### AIM 1
Select every line in the listing below that contains the string "shirt". Case counts.

### EXCERPTED TEXT
Tom Guthrie -- a high school teacher in Holt, Colorado -- faces the problem of raising his two boys, 9 and 10, while their mother retreats first to her bed and then altogether.

Victoria Roubideaux, at 17, has the problem of being pregnant with the father run off to Denver and her own mother (whose husband years ago had disappeared, "maybe to the Rosebud in South Dakota") unwilling to have her in the house.

From these two starting points comes the most engaging small town novel since Richard Russo's Mohawk, this one set in an ultra-American landscape where peoples' fates somehow overcome or indeed are independent of the circumstances of place or station that nonetheless seem so powerful.

Joining Guthrie and the girl in this milieu are a variety of striking characters: another teacher who is drawn to helping them both; the McPheron brothers, two old bachelor farmers who take the girl in; a high school asshole and his equally obnoxious parents, bent on extracting revenge from Tom; the runaway would-be father; and, in the background, all the folks who make up the life, sometimes pleasing, sometimes not, of a small town.

But in the end it is the nature of the principle characters -- their dignity, dilemmas, humor, decency and confusion -- that makes Plainsong so engrossing and rewarding.

### RECORDS PROVIDED
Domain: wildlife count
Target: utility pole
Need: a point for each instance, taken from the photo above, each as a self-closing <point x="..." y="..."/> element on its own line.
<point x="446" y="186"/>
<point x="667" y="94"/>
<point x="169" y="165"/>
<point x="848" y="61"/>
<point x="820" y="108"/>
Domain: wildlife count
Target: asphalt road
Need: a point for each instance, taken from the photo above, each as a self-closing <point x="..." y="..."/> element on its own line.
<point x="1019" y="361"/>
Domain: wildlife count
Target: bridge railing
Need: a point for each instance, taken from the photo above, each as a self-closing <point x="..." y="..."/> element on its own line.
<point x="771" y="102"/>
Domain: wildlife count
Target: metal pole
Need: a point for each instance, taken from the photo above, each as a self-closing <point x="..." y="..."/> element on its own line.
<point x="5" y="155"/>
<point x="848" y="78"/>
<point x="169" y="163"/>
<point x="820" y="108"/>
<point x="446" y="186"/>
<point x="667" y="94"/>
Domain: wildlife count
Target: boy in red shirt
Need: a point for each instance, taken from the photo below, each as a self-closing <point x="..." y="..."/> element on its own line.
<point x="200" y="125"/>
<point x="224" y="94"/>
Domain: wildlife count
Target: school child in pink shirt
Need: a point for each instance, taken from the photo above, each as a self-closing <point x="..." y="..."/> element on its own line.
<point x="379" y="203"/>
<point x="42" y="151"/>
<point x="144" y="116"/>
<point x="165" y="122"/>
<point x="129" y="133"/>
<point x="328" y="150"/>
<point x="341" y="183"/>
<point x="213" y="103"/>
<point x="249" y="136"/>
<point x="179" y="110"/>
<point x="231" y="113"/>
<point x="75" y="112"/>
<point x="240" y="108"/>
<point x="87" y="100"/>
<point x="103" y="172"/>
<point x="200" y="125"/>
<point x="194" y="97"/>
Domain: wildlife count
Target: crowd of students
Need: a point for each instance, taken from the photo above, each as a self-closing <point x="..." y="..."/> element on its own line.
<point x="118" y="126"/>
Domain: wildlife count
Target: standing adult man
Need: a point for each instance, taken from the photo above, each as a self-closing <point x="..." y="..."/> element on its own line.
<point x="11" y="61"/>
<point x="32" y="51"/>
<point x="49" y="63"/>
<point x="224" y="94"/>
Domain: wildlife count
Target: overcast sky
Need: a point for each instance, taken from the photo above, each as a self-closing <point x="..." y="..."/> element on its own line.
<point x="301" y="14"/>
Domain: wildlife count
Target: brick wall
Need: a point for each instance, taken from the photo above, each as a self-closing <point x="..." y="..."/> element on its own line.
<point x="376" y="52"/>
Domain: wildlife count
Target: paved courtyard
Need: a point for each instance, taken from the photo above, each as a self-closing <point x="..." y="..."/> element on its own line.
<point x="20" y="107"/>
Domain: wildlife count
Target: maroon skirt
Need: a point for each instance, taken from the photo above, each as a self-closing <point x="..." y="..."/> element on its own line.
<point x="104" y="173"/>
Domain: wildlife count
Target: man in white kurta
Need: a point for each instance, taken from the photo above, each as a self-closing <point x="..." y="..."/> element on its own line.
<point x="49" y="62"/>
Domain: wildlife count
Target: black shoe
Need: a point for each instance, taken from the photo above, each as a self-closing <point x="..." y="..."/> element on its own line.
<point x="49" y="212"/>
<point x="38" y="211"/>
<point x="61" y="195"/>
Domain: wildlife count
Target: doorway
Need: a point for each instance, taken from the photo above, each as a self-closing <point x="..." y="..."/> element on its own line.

### AIM 2
Carry the review of Plainsong forward from its last sentence.

### WRITTEN ANSWER 1
Target: boy in red shirt
Target: school child in pink shirt

### WRITTEN ANSWER 2
From the unsettled lives of three people emerges a vision of life, and of the town and landscape that bind them together. Utterly true to the rhythms and patterns of life, "Plainsong" is a heartstrong story of family and romance, tribulation, and tenacity.
 
Annotation:
In alternating points of view, Haruf chronicles several lives in a small town in Colorado. The plot involves Tom Guthrie, whose wife leaves him with their two little boys; a young pregnant girl who is thrown out of her house by her mother; the elderly McPheron brothers who take her in; and Maggie Jones, Tom's kindhearted colleague.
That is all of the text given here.